[Extracted text]
--- START ---
It’s only when it makes concessions to modernity that The Peanuts Movie really stumbles. Other than these few moments, it’s a sweet, innocent blast of nostalgia, never withholding from the melancholy and defeat that permeates the comic strips. It won’t rival any of the now classic TV specials, but it’s a welcome return from Charlie Brown and the gang.

 

The plot is a loosely interconnected series of episodes regarding Charlie Brown trying to gain the attention of the Little Red-Haired Girl. The Peanuts Movie reassembles the greatest hits of the comics and specials, mainly that Charlie Brown can’t win at life, and Snoopy has a rich imaginative life. The stakes are demonstrably low, and that’s almost refreshing in a way. There’s no fate of the world in the balance, just trying to survive a year of elementary school.

 

The trade-off then is that we must now witness Charlie Brown and company in 3D computer animation, which captures the essence of Charles Schulz’s drawings, but forsakes some of the heart and spirit that the hand-drawn animation provided. This becomes a major problem in the extended Red Baron sequences, which play very large and broad in comparison to the smallness of the main story. These Red Baron sequences play like Porco Rosso intruding upon the tender moments of character connection.

 

Even worse are the presence of modern pop songs from Meghan Trainor and Flo Rida. These pop songs feel like arm-shrugging efforts to appeal to younger audiences of today. The Peanuts gang belong out-of-time, and scored to Vince Guaraldi. Much better is the general music score by Christophe Beck, which finds a way to incorporate pieces of Guaraldi’s famous pieces while expanding off into his own textures and sounds.
--- END ---
[Tasks and exercises]
1) Copy the passage from the Peanuts Movie review word for word, starting with "The plot is" and going on through "of elementary school.".
2) Count the lines in the entries below that contain the string "shrub", matching case exactly, and reply with the number only.

[Extracted material]
--- START ---
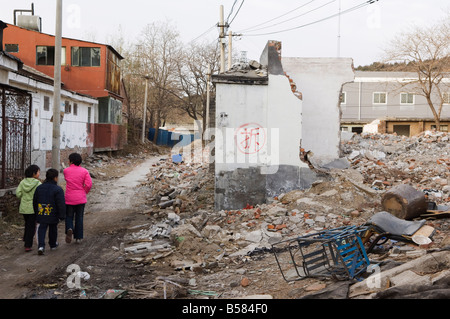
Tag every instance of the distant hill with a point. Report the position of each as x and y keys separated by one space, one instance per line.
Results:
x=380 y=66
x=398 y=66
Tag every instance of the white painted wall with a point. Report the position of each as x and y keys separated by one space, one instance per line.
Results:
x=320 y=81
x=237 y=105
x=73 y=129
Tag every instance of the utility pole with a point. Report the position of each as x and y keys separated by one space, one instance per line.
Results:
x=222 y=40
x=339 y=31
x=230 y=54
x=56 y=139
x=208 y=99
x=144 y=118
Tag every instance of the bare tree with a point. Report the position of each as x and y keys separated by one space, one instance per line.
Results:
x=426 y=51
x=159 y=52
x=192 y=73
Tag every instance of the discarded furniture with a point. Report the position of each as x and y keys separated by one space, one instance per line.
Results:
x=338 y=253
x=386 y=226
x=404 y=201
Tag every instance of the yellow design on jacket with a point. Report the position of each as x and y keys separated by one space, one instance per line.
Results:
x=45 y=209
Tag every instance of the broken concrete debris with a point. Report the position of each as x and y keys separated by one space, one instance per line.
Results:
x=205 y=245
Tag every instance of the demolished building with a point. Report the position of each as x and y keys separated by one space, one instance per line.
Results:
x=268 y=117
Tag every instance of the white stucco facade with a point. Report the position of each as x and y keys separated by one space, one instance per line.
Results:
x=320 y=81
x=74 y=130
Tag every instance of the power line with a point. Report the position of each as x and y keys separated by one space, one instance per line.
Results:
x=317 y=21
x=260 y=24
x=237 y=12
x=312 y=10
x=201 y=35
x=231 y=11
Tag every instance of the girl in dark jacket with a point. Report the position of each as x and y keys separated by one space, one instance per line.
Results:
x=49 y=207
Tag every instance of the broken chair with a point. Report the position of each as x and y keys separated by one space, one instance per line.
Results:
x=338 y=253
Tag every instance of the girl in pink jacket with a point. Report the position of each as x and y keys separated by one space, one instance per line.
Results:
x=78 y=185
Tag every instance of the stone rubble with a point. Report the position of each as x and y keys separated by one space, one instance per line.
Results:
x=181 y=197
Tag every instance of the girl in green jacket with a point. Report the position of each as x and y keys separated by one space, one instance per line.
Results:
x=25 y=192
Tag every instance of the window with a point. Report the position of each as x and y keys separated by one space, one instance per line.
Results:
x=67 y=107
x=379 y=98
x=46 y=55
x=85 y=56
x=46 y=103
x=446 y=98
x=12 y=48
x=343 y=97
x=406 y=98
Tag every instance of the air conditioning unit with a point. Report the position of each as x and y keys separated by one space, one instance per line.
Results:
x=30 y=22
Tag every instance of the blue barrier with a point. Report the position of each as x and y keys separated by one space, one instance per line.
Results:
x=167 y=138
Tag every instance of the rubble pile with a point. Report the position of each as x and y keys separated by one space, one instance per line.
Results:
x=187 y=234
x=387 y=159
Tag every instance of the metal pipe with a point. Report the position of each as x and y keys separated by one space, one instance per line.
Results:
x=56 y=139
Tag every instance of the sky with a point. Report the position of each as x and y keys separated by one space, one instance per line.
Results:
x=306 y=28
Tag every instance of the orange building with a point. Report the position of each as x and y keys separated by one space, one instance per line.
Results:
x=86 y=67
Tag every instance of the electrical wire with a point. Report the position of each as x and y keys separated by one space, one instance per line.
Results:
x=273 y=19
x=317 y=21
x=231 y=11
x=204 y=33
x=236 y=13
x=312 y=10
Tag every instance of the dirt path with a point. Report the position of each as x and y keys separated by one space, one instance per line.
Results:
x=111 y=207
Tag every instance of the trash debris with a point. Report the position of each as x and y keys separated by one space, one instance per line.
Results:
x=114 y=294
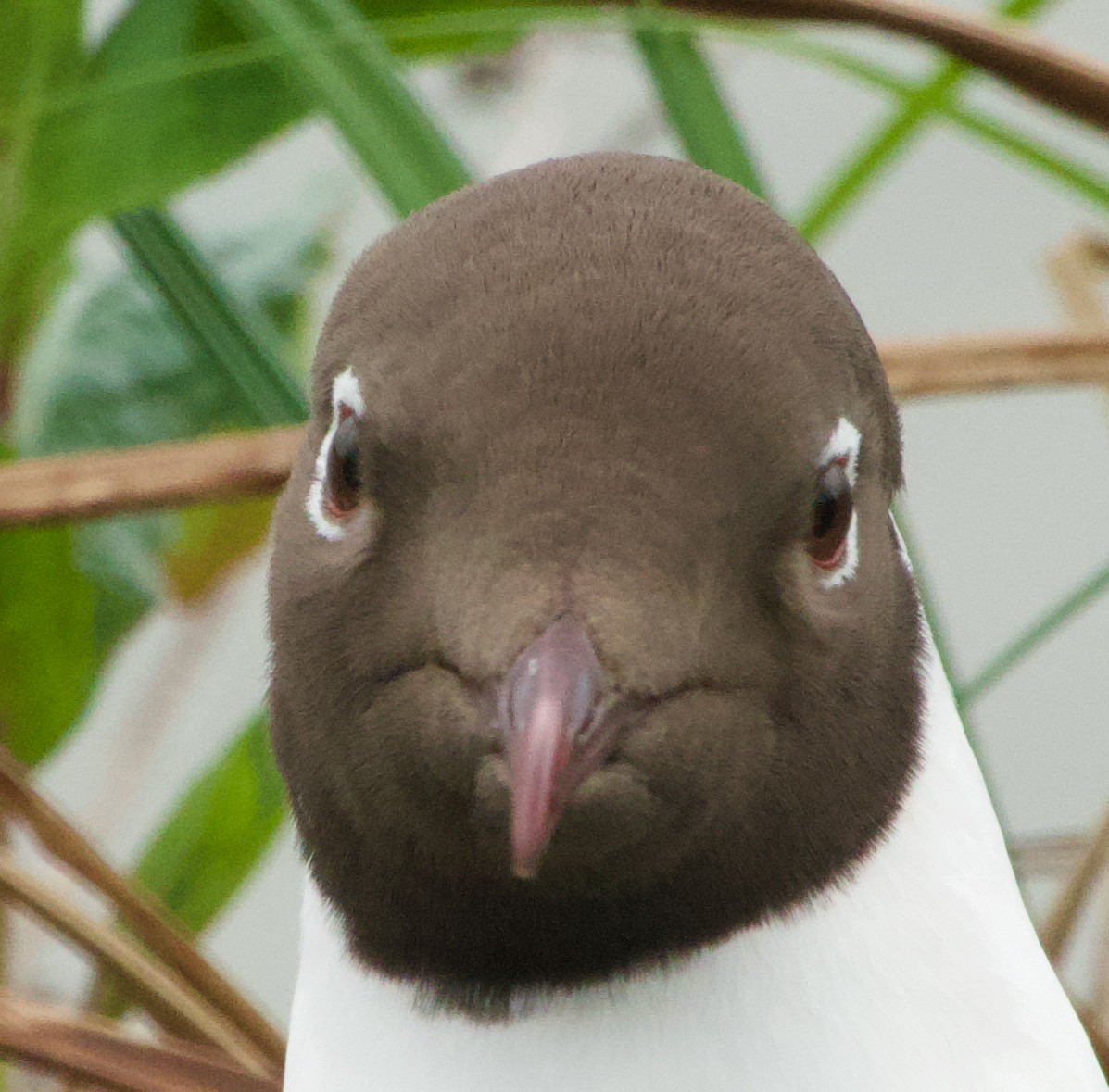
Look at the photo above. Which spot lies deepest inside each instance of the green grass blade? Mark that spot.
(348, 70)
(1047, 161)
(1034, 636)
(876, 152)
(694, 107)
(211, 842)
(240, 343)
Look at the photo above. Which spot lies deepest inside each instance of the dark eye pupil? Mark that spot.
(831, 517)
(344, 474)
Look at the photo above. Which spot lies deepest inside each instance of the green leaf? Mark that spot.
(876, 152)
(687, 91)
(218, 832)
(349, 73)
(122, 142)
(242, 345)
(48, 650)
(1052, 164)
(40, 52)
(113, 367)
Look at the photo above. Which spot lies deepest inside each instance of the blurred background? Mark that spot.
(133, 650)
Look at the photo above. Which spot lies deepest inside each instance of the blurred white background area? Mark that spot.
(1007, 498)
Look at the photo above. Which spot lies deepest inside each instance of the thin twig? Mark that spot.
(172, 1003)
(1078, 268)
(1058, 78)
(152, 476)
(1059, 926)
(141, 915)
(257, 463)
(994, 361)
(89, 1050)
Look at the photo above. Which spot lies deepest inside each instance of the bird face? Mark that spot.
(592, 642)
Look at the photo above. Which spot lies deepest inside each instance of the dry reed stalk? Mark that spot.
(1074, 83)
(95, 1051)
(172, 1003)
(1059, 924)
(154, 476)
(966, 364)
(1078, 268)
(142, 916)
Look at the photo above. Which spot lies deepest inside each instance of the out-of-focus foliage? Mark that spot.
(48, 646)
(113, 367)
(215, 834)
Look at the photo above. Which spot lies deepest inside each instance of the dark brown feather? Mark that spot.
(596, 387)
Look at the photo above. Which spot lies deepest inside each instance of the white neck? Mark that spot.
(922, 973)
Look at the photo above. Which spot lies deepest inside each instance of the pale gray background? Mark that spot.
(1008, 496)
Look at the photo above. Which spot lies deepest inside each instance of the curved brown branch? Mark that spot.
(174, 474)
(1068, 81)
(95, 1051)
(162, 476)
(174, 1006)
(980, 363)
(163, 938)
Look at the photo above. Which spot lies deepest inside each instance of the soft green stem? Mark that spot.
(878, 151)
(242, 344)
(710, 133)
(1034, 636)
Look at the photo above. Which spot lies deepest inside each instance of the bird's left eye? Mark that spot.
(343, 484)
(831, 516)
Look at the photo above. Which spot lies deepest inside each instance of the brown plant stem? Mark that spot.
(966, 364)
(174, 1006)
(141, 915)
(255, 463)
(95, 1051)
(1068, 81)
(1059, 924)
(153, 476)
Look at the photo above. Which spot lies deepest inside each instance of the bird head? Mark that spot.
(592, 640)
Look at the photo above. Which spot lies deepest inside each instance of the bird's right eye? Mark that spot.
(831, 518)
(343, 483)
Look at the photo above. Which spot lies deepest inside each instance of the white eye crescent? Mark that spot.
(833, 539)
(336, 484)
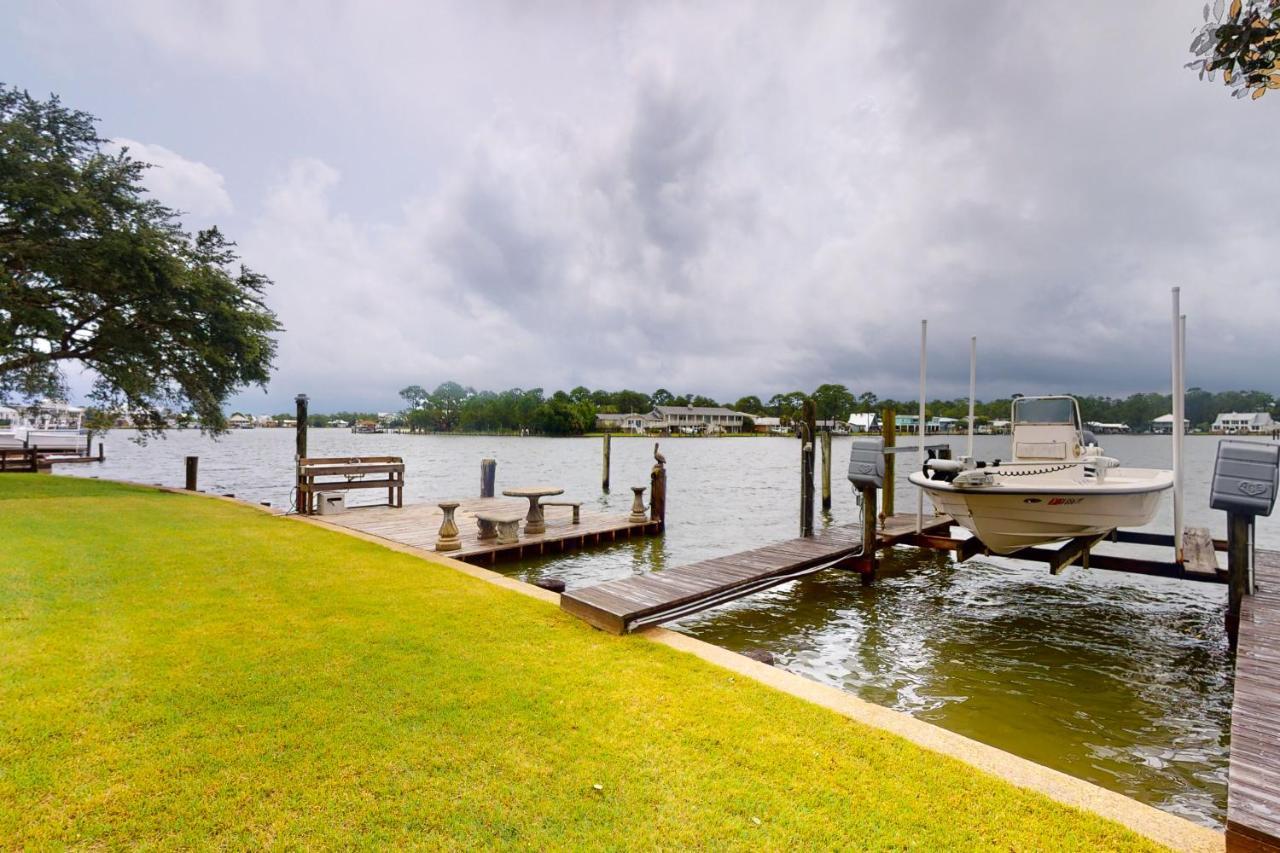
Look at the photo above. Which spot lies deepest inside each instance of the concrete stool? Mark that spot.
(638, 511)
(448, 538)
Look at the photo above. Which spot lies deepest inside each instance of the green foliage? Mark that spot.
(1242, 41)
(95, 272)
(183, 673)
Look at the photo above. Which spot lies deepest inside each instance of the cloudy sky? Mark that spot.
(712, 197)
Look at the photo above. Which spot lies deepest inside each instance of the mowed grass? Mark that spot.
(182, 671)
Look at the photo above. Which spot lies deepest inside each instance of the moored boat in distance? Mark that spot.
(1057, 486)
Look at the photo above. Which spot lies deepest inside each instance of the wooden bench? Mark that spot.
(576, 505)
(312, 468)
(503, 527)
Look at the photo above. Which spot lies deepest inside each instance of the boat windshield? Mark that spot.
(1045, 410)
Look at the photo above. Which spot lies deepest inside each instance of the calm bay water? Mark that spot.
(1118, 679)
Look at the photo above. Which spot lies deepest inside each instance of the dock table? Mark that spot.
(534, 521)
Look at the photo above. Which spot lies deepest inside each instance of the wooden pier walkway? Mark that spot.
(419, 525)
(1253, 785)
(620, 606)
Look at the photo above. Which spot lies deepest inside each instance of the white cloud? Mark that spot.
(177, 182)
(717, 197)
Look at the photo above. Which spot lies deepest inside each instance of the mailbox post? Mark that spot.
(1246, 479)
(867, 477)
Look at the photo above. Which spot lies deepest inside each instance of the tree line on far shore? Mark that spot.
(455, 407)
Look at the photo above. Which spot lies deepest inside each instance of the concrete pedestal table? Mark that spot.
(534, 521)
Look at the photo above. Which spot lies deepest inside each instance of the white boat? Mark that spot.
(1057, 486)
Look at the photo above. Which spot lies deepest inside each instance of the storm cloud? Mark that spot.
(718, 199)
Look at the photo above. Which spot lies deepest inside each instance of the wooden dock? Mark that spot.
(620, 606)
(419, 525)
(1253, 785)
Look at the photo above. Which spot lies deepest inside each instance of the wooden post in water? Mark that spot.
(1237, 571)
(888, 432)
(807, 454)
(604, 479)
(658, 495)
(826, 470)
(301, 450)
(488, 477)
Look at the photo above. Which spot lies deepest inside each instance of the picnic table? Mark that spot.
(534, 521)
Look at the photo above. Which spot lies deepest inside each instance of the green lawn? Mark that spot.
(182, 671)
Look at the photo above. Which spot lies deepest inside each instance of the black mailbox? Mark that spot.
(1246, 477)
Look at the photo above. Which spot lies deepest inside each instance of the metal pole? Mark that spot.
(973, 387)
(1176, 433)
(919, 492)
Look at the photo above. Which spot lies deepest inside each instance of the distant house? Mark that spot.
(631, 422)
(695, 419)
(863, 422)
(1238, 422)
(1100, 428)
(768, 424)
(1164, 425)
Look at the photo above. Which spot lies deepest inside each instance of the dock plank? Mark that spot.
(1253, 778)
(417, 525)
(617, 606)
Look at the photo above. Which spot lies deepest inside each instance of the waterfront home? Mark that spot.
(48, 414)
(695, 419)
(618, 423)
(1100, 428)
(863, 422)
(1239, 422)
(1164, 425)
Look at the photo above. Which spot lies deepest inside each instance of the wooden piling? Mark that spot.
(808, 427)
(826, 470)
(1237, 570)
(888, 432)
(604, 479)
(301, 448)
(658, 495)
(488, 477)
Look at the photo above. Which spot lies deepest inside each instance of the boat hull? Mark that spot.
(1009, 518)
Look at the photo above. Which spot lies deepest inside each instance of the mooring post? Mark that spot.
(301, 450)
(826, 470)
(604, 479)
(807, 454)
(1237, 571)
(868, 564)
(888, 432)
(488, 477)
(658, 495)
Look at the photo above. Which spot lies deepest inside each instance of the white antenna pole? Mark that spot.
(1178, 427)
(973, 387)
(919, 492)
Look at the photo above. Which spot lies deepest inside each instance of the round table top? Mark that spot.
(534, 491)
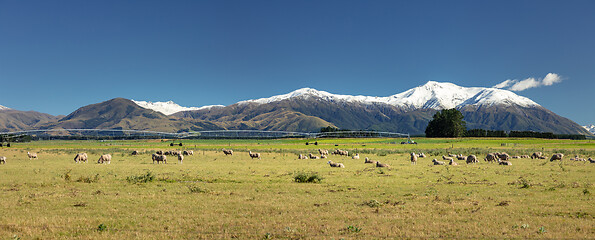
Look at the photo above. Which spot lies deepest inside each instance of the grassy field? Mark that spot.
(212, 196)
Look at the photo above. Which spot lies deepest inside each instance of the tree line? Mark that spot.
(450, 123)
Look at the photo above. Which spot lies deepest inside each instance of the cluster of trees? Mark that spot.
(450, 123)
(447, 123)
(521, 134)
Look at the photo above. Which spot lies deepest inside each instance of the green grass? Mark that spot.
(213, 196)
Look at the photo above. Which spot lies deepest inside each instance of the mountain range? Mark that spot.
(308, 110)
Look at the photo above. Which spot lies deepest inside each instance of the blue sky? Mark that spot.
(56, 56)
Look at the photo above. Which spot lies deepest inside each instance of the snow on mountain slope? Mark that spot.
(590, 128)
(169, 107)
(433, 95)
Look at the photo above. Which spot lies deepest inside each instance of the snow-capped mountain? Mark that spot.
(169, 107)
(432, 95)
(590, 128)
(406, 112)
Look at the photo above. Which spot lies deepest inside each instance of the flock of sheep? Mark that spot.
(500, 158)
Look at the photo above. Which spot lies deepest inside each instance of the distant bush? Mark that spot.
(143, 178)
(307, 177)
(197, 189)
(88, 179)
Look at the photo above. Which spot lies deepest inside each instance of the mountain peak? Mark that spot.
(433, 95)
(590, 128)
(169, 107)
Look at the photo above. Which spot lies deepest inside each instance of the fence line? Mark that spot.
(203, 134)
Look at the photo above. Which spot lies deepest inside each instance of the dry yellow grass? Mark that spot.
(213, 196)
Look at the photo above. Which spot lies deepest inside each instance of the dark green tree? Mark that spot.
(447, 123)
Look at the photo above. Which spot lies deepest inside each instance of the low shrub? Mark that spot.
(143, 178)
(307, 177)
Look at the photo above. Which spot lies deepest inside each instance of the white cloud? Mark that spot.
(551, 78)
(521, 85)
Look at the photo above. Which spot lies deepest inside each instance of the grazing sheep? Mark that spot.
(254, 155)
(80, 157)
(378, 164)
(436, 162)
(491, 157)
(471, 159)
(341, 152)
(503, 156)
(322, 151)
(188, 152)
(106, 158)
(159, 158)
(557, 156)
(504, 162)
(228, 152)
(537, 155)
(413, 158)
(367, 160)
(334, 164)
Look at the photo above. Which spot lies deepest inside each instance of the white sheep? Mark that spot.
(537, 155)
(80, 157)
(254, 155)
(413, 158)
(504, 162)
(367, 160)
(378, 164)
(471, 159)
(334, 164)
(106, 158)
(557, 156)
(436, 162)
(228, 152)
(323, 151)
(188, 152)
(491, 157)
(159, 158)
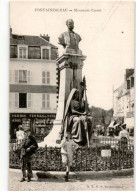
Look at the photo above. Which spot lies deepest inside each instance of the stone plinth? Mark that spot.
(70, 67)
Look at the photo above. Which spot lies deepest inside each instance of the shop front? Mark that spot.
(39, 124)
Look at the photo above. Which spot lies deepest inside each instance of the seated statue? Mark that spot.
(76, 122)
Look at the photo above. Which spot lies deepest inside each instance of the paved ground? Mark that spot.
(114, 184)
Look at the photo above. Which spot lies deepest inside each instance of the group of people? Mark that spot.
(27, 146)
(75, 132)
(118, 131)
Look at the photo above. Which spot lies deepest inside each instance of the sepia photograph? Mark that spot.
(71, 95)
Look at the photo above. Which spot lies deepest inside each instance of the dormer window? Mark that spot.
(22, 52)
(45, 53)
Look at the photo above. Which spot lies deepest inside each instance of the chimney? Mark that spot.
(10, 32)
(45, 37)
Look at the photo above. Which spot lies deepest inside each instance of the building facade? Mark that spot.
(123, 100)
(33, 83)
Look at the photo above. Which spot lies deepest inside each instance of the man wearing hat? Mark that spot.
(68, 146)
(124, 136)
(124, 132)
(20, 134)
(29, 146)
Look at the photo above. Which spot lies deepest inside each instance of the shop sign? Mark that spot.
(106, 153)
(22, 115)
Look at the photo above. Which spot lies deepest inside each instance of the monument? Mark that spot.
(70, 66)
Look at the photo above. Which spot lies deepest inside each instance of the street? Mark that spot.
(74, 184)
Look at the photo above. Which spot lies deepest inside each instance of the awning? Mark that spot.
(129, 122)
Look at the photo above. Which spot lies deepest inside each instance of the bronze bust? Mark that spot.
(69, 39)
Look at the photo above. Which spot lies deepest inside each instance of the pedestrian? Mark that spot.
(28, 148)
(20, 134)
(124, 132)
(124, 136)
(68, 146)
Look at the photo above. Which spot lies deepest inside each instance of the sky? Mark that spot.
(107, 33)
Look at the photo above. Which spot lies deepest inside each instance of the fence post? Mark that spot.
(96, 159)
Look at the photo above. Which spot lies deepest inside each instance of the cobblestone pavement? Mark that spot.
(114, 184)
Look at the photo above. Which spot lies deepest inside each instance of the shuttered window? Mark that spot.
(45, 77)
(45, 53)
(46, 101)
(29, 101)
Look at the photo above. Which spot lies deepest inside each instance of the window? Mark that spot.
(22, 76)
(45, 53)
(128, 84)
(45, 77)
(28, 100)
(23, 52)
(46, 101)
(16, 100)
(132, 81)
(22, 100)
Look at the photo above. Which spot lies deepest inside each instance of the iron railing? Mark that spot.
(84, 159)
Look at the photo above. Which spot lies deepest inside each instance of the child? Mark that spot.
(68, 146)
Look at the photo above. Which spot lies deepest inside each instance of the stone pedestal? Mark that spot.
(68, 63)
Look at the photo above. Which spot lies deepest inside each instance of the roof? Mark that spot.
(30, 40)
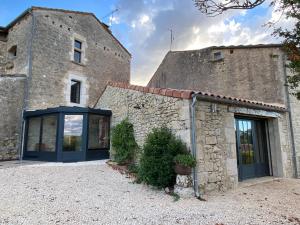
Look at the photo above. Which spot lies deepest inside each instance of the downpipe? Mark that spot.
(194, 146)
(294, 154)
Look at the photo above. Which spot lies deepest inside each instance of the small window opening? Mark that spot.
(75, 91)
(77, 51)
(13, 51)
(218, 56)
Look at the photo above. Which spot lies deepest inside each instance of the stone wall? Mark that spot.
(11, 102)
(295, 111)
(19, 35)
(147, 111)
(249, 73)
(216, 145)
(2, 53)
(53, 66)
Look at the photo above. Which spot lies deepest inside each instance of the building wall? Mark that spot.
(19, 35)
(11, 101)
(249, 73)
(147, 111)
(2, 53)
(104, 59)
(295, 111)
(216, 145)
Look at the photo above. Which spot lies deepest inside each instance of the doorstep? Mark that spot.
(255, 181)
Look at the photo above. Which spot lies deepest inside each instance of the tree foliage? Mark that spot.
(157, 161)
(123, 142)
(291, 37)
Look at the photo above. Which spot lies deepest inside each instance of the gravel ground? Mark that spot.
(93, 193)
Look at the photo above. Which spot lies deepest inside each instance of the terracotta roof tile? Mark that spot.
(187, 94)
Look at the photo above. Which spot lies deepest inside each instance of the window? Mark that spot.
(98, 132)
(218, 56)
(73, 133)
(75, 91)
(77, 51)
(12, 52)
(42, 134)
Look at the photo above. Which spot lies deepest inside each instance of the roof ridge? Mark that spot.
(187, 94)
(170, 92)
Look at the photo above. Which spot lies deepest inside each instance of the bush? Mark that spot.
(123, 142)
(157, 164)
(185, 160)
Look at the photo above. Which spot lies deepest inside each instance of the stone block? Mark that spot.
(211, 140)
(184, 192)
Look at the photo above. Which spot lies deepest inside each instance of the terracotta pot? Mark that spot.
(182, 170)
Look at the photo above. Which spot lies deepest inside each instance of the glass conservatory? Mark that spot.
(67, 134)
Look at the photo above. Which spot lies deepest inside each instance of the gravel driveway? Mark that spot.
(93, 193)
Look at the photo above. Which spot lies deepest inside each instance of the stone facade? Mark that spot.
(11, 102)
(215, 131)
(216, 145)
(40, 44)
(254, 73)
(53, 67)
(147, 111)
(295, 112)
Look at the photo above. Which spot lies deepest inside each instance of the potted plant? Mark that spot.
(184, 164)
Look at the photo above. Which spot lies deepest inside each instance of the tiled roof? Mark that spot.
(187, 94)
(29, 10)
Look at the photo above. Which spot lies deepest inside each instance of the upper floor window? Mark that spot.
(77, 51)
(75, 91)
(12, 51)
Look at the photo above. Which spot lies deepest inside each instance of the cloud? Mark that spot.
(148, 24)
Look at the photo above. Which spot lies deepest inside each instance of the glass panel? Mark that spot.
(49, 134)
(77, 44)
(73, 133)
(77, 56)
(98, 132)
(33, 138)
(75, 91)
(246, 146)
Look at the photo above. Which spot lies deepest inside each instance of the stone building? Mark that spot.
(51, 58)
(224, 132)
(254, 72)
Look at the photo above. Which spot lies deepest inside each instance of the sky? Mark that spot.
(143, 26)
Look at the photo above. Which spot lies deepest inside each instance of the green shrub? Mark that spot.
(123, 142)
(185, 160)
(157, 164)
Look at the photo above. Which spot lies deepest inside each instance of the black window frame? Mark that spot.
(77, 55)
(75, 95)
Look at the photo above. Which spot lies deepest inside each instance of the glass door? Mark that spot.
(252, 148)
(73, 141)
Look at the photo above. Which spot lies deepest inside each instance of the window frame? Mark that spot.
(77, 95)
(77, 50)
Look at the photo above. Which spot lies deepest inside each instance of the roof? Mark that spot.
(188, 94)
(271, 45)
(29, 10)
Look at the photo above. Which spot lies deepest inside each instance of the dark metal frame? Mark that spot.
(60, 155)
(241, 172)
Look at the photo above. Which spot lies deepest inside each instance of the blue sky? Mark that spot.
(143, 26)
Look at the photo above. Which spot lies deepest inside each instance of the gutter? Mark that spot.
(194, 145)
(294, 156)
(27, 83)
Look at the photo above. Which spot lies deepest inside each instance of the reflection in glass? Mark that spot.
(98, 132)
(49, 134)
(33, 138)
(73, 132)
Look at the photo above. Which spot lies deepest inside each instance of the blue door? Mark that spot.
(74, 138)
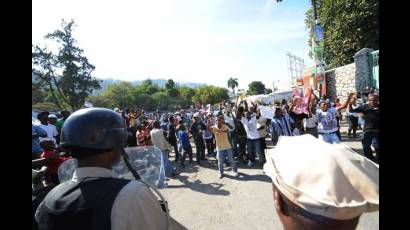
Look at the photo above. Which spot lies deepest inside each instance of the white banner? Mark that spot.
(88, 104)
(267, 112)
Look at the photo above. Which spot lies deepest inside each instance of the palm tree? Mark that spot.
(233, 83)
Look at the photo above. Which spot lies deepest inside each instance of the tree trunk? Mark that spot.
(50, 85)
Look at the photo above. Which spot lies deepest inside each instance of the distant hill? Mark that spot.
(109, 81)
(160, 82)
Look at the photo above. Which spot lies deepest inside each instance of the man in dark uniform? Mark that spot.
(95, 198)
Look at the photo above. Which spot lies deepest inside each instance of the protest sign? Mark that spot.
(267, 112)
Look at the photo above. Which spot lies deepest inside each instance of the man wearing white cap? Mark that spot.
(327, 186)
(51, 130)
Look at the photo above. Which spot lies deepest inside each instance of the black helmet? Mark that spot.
--- END ---
[The responses]
1)
The plot is a loosely interconnected series of episodes regarding Charlie Brown trying to gain the attention of the Little Red-Haired Girl. The Peanuts Movie reassembles the greatest hits of the comics and specials, mainly that Charlie Brown can’t win at life, and Snoopy has a rich imaginative life. The stakes are demonstrably low, and that’s almost refreshing in a way. There’s no fate of the world in the balance, just trying to survive a year of elementary school.

2) 2